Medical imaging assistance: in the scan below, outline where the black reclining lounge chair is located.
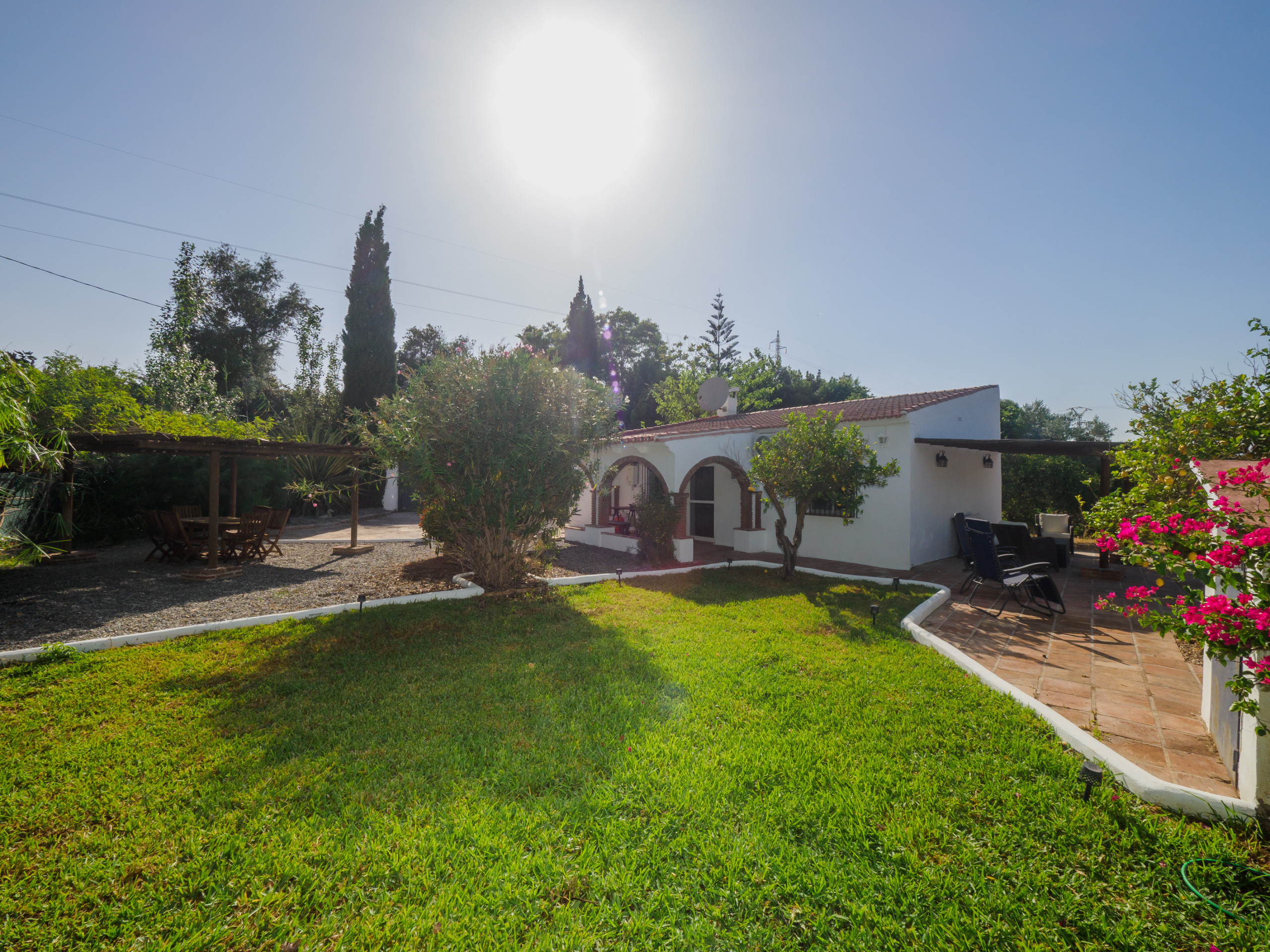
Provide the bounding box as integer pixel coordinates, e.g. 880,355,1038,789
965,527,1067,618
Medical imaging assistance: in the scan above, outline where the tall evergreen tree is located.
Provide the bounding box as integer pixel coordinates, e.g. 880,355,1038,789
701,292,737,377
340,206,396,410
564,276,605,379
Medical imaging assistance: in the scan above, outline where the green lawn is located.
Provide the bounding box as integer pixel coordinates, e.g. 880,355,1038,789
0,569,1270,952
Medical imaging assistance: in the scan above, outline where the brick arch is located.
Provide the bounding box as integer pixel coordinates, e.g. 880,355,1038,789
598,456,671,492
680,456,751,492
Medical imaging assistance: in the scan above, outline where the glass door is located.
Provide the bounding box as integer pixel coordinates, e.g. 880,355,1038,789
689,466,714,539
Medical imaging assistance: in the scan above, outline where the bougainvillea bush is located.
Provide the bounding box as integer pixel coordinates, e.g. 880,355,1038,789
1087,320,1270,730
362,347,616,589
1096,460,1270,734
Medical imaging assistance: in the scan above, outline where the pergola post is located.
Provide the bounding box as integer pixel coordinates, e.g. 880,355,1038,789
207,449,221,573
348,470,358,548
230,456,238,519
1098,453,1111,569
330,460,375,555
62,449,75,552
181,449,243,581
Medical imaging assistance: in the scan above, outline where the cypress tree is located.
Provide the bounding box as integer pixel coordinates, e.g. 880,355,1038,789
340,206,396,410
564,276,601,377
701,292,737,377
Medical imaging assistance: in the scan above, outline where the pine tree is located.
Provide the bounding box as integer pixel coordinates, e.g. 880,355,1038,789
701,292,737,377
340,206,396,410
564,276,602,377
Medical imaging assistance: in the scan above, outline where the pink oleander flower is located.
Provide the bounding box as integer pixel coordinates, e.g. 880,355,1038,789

_Required task_
Reproduce all of the entries above word for word, leaving out the pictures.

_Solution to this task_
Medical imaging assistance: in the scan below, outline where the black reclining lounge chair is located.
Provide the bounding box as integer pixel coordinates, e.g. 880,355,1038,789
965,527,1067,618
Medical imaging assistance: in the scan above, outline where the tall evergreen tree is located.
Provide the bounding box as integer pixel coordinates, e.g. 880,355,1038,789
701,292,737,377
340,206,396,410
564,276,605,379
Medical imaging assistance: in the scan above, outline where the green lawn is located.
Provide the bounding box as integer pixel coordinates, e.g. 880,355,1038,789
0,569,1270,952
Medical imaging assistance: in the scan above, outline where the brick arch is located.
Provide the bounding box as integer pixel coordinates, e.g. 880,355,1038,789
598,456,671,492
680,456,751,492
Medical imaging assistance: in the scan above, outline where the glass door is located.
Provide the bounding box as integer pixel coordinates, e.g. 880,355,1038,789
689,466,714,539
Medical imaging assistance: in the scan above, outline where the bougainvillea bush is located.
Provide the bounding box as integer pixel coordinates, e.g. 880,355,1038,789
1087,320,1270,730
362,347,616,589
1096,460,1270,734
Medical imaging assistance: in the scan above, outline where the pergola post is located.
Provide the bounding box as integer pixel coordinates, e.g. 880,355,1038,789
207,449,221,573
348,470,358,548
230,456,238,519
1098,453,1111,569
330,460,375,555
62,449,75,552
181,449,243,581
Medical imaging assistance: in the scan above, outline where the cypress tree is located.
Provide the bounding box as integer pixel coordinates, e.g. 880,355,1038,789
340,206,396,410
564,276,601,377
701,292,737,377
Medical imaging assistance: in the scan above, outline where the pine tree is located.
Provide the bounding box as integer pixel coordinates, e.g. 880,355,1038,789
701,292,737,377
340,206,396,410
564,276,602,377
Medical imaging assistance: in the scan above, outline where the pink oleander flower is located.
Provide the bounding box as integer pixel coordinates, e.g. 880,355,1038,789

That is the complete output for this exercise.